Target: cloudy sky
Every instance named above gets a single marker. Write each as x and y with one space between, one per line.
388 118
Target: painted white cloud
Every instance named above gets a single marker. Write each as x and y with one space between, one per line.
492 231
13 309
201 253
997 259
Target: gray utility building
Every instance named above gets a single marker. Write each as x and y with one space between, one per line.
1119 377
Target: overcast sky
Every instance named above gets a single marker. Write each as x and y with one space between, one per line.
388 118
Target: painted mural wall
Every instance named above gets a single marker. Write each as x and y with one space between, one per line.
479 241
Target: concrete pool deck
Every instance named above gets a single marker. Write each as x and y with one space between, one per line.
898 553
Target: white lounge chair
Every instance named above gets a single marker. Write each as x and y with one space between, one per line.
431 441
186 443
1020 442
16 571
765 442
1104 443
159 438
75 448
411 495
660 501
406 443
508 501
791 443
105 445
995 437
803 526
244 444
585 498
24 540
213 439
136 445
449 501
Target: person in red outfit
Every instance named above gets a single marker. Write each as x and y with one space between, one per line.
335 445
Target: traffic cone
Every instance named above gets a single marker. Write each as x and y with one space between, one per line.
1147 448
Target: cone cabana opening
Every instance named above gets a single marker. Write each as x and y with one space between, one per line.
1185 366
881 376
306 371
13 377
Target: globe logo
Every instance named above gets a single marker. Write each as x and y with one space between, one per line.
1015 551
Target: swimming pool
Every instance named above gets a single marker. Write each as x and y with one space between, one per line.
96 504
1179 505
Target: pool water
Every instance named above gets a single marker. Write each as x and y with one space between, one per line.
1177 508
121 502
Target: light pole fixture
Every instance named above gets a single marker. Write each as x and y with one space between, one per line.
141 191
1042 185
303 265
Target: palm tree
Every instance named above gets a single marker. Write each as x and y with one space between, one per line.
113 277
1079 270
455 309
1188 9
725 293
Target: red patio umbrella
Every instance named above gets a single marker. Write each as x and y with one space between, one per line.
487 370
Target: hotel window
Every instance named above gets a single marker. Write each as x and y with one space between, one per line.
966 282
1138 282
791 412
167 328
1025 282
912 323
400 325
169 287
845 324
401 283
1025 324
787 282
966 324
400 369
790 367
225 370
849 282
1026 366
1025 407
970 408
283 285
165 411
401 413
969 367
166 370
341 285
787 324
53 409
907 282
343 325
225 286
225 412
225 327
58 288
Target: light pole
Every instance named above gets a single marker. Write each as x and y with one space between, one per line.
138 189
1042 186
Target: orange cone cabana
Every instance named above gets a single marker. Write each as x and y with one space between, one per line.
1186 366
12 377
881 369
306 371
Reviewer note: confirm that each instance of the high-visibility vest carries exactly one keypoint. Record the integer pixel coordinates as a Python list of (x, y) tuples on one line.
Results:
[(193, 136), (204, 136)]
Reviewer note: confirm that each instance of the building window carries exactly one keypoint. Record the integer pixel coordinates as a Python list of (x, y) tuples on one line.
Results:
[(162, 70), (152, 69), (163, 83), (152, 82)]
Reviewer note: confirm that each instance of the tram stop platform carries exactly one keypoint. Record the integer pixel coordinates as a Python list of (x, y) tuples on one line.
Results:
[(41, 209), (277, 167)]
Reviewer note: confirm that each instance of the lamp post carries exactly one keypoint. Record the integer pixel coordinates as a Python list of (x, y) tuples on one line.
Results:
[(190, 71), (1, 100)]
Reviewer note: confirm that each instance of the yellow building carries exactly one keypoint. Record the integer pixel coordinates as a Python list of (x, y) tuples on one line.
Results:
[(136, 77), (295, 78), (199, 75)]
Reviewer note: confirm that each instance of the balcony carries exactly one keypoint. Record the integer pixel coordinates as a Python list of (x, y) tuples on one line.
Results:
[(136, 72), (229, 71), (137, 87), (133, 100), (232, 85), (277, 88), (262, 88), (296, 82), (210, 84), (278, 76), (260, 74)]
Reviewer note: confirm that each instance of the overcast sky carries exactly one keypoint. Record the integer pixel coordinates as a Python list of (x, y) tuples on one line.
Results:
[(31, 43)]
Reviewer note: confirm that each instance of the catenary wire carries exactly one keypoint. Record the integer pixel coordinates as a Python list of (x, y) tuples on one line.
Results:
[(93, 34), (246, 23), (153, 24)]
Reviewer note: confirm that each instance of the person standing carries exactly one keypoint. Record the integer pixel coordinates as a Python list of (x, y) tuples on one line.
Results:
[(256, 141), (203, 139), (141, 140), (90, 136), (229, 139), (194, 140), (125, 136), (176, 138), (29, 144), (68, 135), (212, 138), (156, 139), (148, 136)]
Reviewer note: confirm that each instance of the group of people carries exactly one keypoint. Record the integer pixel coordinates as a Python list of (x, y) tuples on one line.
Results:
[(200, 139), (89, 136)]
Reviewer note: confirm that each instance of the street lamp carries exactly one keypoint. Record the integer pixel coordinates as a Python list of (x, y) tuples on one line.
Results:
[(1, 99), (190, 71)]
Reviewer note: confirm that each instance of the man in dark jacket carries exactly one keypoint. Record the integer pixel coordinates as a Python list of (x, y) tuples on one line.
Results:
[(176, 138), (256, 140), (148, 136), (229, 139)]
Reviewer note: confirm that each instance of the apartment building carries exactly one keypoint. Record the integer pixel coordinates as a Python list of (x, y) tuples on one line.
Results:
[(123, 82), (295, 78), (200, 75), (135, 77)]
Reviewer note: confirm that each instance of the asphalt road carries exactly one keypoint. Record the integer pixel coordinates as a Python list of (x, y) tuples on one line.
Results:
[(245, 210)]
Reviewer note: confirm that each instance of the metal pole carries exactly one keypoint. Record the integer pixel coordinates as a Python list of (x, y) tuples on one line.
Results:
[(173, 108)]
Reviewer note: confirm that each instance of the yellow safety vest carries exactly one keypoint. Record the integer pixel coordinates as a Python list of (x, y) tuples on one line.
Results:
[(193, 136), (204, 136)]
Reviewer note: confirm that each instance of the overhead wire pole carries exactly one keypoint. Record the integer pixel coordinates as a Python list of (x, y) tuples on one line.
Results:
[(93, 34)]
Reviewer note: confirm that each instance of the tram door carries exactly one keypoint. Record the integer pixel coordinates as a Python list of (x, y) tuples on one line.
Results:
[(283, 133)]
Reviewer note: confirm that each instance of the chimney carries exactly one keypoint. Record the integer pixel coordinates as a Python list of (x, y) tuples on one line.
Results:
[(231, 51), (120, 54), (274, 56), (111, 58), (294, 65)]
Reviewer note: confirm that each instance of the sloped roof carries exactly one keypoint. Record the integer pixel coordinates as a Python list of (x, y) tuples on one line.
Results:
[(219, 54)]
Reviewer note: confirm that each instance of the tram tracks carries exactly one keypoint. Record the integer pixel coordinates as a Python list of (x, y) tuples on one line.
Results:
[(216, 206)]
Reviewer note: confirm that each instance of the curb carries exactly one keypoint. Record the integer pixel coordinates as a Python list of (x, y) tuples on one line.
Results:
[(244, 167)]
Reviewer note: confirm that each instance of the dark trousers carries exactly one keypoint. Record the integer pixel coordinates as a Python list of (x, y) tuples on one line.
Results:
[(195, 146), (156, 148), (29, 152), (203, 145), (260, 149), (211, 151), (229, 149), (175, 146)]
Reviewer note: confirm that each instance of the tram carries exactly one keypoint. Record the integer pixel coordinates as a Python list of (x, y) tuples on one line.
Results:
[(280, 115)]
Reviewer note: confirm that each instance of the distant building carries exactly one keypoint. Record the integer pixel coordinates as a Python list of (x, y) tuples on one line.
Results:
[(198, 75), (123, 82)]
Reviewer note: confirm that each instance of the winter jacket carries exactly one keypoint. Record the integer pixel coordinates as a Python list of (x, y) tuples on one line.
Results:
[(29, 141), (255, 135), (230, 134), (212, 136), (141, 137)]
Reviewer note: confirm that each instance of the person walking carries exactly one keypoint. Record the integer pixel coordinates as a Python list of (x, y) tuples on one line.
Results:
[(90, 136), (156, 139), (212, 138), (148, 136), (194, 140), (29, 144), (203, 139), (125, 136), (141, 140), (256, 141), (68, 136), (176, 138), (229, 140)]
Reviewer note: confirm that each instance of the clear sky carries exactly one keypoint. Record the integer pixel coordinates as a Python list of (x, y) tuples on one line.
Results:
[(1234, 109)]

# # # # # # #

Could you quote, word for word, the lines in the records above from the one containing "Reviewer note: confirm that each instance of the tram stop" through the one containing "[(136, 77), (295, 78), (199, 75)]", with both of those lines included?

Reviewer note: confirm that each instance of the tram stop platform carries exactly one keypoint. Record the integer pixel coordinates as a Python list of (x, y) tuples on one line.
Results:
[(41, 209), (277, 167)]
Reviewer note: confirm that each instance of the lamp post carries exactly one keypoint. Record the integer pixel coordinates as a Python list of (x, y) tuples on one line.
Results:
[(190, 71), (1, 100)]
Reviewer note: confirm that each instance of the yellow building carries exactly one keypoint. Record the integer pixel coordinates as a Python list of (x, y) tuples on one line.
Results:
[(136, 77), (295, 78), (199, 75)]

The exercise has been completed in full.